Labeled-object pointing entries:
## Begin

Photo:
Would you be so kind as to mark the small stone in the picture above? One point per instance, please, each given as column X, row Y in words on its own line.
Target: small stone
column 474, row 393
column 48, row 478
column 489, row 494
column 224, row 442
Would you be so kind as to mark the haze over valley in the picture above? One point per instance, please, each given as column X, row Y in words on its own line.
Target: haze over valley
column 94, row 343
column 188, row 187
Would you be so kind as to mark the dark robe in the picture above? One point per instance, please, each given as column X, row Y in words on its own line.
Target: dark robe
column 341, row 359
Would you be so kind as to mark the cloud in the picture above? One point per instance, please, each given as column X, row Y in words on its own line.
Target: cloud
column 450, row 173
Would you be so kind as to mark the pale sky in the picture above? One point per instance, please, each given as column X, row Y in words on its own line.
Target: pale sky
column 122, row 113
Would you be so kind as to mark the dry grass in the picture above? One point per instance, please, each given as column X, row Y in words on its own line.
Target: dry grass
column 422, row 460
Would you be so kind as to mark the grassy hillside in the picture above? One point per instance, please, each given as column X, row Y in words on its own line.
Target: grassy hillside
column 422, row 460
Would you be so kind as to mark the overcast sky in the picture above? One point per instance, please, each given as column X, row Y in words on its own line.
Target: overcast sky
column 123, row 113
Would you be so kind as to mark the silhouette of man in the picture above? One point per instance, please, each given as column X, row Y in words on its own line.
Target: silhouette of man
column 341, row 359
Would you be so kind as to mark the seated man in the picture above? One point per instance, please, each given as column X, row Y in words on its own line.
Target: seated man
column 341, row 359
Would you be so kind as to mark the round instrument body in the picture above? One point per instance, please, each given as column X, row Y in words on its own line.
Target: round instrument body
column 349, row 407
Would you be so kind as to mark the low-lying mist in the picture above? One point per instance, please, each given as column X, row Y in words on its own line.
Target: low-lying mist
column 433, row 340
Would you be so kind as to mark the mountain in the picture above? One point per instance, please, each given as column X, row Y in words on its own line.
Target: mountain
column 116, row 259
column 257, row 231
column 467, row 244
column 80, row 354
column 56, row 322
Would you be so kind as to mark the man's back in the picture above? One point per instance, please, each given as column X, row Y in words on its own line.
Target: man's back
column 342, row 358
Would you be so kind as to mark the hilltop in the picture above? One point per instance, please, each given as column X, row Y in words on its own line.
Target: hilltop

## End

# [PROMPT]
Could you format every line in all the entries above as a numbered list, leaving out any blank lines?

# [THE OUTPUT]
1. Photo:
2. Would you be so kind as to mark the small stone in the picture above? One point per instance, please, each given as column X, row Y in words on its own line.
3. Target: small stone
4. column 474, row 393
5. column 48, row 478
6. column 489, row 494
7. column 224, row 442
8. Would you be so kind as to mark the haze over valley in the picture above? One point per instance, please, each given as column X, row Y in words on its own line.
9. Target: haze over valley
10. column 94, row 343
11. column 188, row 187
12. Would you be so kind as to mark the dark robe in the picture above? One point per instance, please, each given as column X, row Y in words on its own line.
13. Target: dark robe
14. column 341, row 359
15. Would you be so kind as to mark the cloud in the picture above? One point per instance, please, each given as column X, row Y in words on its own line.
16. Target: cloud
17. column 450, row 173
18. Would you be so kind as to mark the pale sky in the picture above? One point per instance, please, each given as column X, row Y in words on its own line.
19. Target: pale sky
20. column 122, row 113
21. Would you be so kind as to mark the dry grass in the picture above? One point per instance, please, each given as column X, row Y in words on its own line.
22. Target: dry grass
23. column 422, row 460
24. Would you be so kind as to mark the grassy hillside in the picture above? One point per instance, please, each given as column X, row Y in words on its own line.
25. Target: grassy hillside
26. column 422, row 460
27. Would you be so kind as to mark the overcast sky in the picture above? One point per instance, please, each given as column X, row Y in words on its own line.
28. Target: overcast sky
29. column 123, row 113
30. Would you be so kind as to mark the silhouette of man in the picture above? One point per instance, please, each given as column X, row Y in words on its own line.
31. Target: silhouette of man
32. column 341, row 359
33. Would you be so kind as to mark the seated man in the picture above? One point per instance, please, each given as column X, row Y in words on its own line.
34. Target: seated man
35. column 341, row 359
36. Would you be so kind as to mark the round instrument body in the picture above? One point per instance, please, each given as column X, row Y in words on its own line.
37. Target: round instrument body
38. column 349, row 407
39. Would you be so kind as to mark the low-lying mist in the picture above? One point per instance, please, each given as column X, row Y in words on its own line.
40. Target: low-lying mist
41. column 433, row 340
42. Would you be so kind as to mark the mountain in the picture above? One point per instance, please, each given as column X, row Y in words on its own line.
43. Target: mountain
44. column 116, row 259
45. column 257, row 231
46. column 467, row 244
47. column 80, row 354
48. column 56, row 322
49. Would you be so kind as to mark the man's back in the picture above? One point per instance, please, each given as column X, row Y in words on its own line.
50. Target: man's back
51. column 342, row 358
52. Would you be so kind as to mark the hilltop in the picture above? One point per instance, please, each given as column X, row Y in words on its own line.
53. Target: hilltop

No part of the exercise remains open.